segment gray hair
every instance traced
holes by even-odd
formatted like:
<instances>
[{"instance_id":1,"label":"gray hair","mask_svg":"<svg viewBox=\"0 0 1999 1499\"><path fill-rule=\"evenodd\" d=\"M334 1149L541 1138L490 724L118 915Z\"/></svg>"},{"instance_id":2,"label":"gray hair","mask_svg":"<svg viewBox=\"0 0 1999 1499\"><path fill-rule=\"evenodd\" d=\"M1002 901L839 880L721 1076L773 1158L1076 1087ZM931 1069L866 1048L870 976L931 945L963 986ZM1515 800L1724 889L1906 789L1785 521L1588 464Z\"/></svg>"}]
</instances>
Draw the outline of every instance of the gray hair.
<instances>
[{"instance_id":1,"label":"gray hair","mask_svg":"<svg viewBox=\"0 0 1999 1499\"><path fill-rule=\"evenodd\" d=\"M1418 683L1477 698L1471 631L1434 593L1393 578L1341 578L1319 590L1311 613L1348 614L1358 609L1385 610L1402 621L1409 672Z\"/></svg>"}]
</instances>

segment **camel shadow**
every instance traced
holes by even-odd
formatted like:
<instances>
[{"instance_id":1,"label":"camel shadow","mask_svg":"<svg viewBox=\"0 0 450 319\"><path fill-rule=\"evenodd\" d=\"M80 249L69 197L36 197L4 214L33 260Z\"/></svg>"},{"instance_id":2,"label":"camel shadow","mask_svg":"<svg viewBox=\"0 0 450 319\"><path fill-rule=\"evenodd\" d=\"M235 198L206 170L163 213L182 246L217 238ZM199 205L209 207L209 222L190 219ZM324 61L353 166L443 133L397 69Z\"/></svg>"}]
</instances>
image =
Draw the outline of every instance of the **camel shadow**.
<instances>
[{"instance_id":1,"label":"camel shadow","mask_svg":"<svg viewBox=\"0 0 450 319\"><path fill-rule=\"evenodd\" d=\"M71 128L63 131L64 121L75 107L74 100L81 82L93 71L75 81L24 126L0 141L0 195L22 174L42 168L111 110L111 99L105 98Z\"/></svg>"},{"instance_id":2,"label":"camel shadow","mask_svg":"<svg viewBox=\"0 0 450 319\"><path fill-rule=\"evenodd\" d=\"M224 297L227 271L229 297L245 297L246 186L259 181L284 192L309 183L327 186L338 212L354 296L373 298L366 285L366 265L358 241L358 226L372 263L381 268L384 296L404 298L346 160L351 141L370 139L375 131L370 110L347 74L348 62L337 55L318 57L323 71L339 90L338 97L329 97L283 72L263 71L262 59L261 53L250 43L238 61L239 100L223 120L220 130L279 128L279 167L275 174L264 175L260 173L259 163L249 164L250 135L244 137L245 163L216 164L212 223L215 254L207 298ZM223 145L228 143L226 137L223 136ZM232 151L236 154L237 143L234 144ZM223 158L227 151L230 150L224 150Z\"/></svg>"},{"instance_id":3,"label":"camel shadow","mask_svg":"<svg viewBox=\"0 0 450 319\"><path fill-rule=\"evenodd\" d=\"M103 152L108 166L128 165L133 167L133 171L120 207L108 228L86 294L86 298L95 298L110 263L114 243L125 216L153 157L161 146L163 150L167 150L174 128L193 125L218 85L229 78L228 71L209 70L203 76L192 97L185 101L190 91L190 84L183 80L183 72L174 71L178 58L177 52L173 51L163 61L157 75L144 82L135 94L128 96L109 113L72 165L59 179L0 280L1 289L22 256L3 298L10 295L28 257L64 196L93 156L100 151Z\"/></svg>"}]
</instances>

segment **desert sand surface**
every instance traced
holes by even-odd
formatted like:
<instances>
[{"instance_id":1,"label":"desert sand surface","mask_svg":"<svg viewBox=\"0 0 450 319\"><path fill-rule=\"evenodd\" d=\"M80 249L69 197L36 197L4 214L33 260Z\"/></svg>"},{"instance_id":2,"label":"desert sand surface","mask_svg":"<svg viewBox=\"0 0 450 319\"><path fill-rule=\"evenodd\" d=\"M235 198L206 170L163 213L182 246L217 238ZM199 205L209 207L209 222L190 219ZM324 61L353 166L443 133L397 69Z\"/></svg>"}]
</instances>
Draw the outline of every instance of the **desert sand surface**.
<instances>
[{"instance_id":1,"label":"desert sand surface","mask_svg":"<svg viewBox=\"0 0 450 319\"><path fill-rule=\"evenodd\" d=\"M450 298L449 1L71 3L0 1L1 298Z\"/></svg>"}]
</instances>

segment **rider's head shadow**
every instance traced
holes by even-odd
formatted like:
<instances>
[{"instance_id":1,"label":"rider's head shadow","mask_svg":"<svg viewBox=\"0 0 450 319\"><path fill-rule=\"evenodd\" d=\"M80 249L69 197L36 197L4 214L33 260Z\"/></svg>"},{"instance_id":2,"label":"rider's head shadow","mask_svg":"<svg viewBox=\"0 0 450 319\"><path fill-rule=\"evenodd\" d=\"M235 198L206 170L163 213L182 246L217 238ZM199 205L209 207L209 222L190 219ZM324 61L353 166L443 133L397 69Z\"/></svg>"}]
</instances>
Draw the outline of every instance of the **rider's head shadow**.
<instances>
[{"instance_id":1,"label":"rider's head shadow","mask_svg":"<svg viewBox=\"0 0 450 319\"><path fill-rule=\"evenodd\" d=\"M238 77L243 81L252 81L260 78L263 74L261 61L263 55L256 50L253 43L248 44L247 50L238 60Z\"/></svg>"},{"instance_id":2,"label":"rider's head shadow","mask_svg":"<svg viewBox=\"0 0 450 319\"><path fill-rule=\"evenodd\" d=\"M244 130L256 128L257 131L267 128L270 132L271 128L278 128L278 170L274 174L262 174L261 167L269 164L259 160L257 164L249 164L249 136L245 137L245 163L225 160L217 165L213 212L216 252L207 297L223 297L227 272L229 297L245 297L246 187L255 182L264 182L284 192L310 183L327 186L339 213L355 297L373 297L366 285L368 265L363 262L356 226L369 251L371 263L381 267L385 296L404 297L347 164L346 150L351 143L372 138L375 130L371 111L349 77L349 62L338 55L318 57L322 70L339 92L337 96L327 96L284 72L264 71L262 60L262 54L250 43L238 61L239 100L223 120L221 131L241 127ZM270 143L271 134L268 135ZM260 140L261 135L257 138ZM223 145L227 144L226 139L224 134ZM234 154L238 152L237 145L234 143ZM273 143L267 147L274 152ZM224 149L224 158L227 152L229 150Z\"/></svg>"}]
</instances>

□ □ □ □

EXERCISE INSTRUCTIONS:
All of the entries above should be output exactly as they are.

TASK RESULT:
segment gray hair
every instance traced
holes by even-odd
formatted like:
<instances>
[{"instance_id":1,"label":"gray hair","mask_svg":"<svg viewBox=\"0 0 1999 1499\"><path fill-rule=\"evenodd\" d=\"M334 1149L541 1138L490 724L118 915Z\"/></svg>"},{"instance_id":2,"label":"gray hair","mask_svg":"<svg viewBox=\"0 0 1999 1499\"><path fill-rule=\"evenodd\" d=\"M1002 901L839 880L721 1076L773 1158L1076 1087ZM931 1069L866 1048L870 976L931 945L963 986ZM1515 800L1724 889L1906 789L1785 521L1588 464Z\"/></svg>"}]
</instances>
Draw the outline of every instance of the gray hair.
<instances>
[{"instance_id":1,"label":"gray hair","mask_svg":"<svg viewBox=\"0 0 1999 1499\"><path fill-rule=\"evenodd\" d=\"M1418 683L1477 698L1471 631L1434 593L1393 578L1341 578L1319 590L1311 613L1348 614L1358 609L1385 610L1402 621L1409 672Z\"/></svg>"}]
</instances>

segment **camel shadow**
every instance traced
holes by even-odd
formatted like:
<instances>
[{"instance_id":1,"label":"camel shadow","mask_svg":"<svg viewBox=\"0 0 450 319\"><path fill-rule=\"evenodd\" d=\"M80 249L69 197L36 197L4 214L33 260Z\"/></svg>"},{"instance_id":2,"label":"camel shadow","mask_svg":"<svg viewBox=\"0 0 450 319\"><path fill-rule=\"evenodd\" d=\"M235 198L206 170L163 213L182 246L217 238ZM199 205L209 207L209 222L190 219ZM324 61L353 166L443 133L397 69Z\"/></svg>"}]
</instances>
image =
Draw the outline of every instance of the **camel shadow**.
<instances>
[{"instance_id":1,"label":"camel shadow","mask_svg":"<svg viewBox=\"0 0 450 319\"><path fill-rule=\"evenodd\" d=\"M71 128L63 131L64 121L75 107L74 100L81 82L93 71L75 81L24 126L0 141L0 195L22 174L42 168L111 110L111 99L105 98Z\"/></svg>"},{"instance_id":2,"label":"camel shadow","mask_svg":"<svg viewBox=\"0 0 450 319\"><path fill-rule=\"evenodd\" d=\"M224 297L227 271L229 297L245 297L246 186L259 181L284 192L309 183L327 186L338 212L354 296L373 298L366 285L366 265L358 241L358 226L372 263L381 268L384 296L404 298L346 160L351 141L370 139L375 131L370 110L347 74L348 62L337 55L318 57L323 71L339 90L338 97L329 97L283 72L263 71L262 59L261 53L250 43L238 61L239 100L223 120L220 130L279 128L279 167L275 174L264 175L260 173L259 163L249 164L250 135L244 137L245 163L216 164L212 223L215 254L207 298ZM223 145L228 143L226 137L223 136ZM232 151L236 154L237 143L234 144ZM223 158L227 151L230 150L224 150Z\"/></svg>"},{"instance_id":3,"label":"camel shadow","mask_svg":"<svg viewBox=\"0 0 450 319\"><path fill-rule=\"evenodd\" d=\"M103 152L108 166L128 165L133 167L133 171L120 207L108 228L86 294L86 298L95 298L110 263L114 243L125 216L153 157L161 146L163 150L167 150L174 128L193 125L218 85L229 78L228 71L209 70L203 76L192 97L185 101L190 91L190 84L183 80L183 72L174 71L178 58L177 52L173 51L163 61L157 75L144 82L135 94L128 96L109 113L72 165L59 179L0 280L1 289L22 256L3 298L10 295L28 257L64 196L93 156L100 151Z\"/></svg>"}]
</instances>

segment **desert sand surface**
every instance traced
holes by even-odd
formatted like:
<instances>
[{"instance_id":1,"label":"desert sand surface","mask_svg":"<svg viewBox=\"0 0 450 319\"><path fill-rule=\"evenodd\" d=\"M80 249L69 197L36 197L4 214L33 260Z\"/></svg>"},{"instance_id":2,"label":"desert sand surface","mask_svg":"<svg viewBox=\"0 0 450 319\"><path fill-rule=\"evenodd\" d=\"M235 198L206 170L163 213L182 246L217 238ZM199 205L209 207L209 222L190 219ZM324 61L353 166L443 133L397 69Z\"/></svg>"}]
</instances>
Draw the outline of every instance of the **desert sand surface**.
<instances>
[{"instance_id":1,"label":"desert sand surface","mask_svg":"<svg viewBox=\"0 0 450 319\"><path fill-rule=\"evenodd\" d=\"M450 298L449 1L71 3L0 1L1 298Z\"/></svg>"}]
</instances>

segment **rider's head shadow**
every instance traced
holes by even-odd
formatted like:
<instances>
[{"instance_id":1,"label":"rider's head shadow","mask_svg":"<svg viewBox=\"0 0 450 319\"><path fill-rule=\"evenodd\" d=\"M80 249L69 197L36 197L4 214L33 260Z\"/></svg>"},{"instance_id":2,"label":"rider's head shadow","mask_svg":"<svg viewBox=\"0 0 450 319\"><path fill-rule=\"evenodd\" d=\"M235 198L206 170L163 213L182 246L217 238ZM199 205L209 207L209 222L190 219ZM324 61L353 166L443 133L397 69Z\"/></svg>"}]
</instances>
Draw the outline of every instance of the **rider's head shadow**.
<instances>
[{"instance_id":1,"label":"rider's head shadow","mask_svg":"<svg viewBox=\"0 0 450 319\"><path fill-rule=\"evenodd\" d=\"M238 77L243 81L252 81L260 78L263 74L261 61L263 55L256 50L253 43L248 44L247 50L238 60Z\"/></svg>"},{"instance_id":2,"label":"rider's head shadow","mask_svg":"<svg viewBox=\"0 0 450 319\"><path fill-rule=\"evenodd\" d=\"M244 130L256 128L257 131L267 128L270 132L271 128L278 128L278 170L274 174L262 174L261 167L269 164L259 160L257 164L249 164L249 136L245 137L245 163L225 160L217 165L213 212L216 252L207 297L223 297L227 272L229 297L245 297L246 187L255 182L264 182L284 192L310 183L327 186L339 213L355 297L373 297L366 285L368 265L363 262L356 226L369 251L371 263L381 267L385 296L404 297L347 164L346 150L351 143L372 138L375 130L371 111L349 77L349 62L338 55L318 57L322 70L339 92L337 96L327 96L284 72L264 71L262 60L262 54L250 43L238 61L239 100L223 120L221 131L241 127ZM270 143L271 134L268 135ZM260 140L261 135L257 138ZM223 145L227 144L226 139L224 134ZM234 154L238 152L237 145L234 143ZM273 143L267 147L274 152ZM224 149L224 158L227 152L229 150Z\"/></svg>"}]
</instances>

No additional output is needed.